▸ **The task**
Print the lines of the records below without any change, starting with the line that contains "detect_objects — Locates the specified seaweed" and going on through the line that contains "left=308, top=398, right=896, bottom=594".

▸ **Material for this task**
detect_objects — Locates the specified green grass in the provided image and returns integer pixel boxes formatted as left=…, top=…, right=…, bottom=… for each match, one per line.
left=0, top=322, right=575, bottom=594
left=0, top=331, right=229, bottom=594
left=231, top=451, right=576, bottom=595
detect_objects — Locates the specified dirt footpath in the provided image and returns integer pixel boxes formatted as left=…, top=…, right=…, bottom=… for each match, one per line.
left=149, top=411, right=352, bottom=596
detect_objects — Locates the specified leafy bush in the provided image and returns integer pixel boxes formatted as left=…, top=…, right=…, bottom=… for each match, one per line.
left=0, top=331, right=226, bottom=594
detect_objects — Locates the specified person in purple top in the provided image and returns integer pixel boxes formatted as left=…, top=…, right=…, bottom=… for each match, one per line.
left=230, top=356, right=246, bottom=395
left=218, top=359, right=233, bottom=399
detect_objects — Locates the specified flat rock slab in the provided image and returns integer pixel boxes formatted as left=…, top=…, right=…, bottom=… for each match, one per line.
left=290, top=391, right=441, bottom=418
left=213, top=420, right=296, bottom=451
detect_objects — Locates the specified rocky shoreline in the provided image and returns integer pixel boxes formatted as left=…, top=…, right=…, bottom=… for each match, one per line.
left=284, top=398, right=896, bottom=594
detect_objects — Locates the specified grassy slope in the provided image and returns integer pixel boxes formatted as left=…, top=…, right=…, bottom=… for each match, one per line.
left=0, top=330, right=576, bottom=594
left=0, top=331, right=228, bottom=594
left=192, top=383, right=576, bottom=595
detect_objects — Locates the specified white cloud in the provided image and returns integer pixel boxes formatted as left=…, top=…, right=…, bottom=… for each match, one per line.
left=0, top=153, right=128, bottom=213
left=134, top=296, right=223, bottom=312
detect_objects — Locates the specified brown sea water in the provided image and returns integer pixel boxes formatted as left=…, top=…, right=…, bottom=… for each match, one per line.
* * *
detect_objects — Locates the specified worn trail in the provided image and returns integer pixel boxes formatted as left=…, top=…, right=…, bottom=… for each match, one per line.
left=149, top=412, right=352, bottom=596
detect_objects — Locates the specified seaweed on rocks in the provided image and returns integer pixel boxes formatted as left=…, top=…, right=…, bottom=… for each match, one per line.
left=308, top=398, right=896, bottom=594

▸ **Finished answer**
detect_objects — Locates the specified seaweed on rocks in the provided image and returns integer pixel boxes formatted as left=…, top=…, right=…, bottom=… for each match, one per line.
left=308, top=398, right=896, bottom=594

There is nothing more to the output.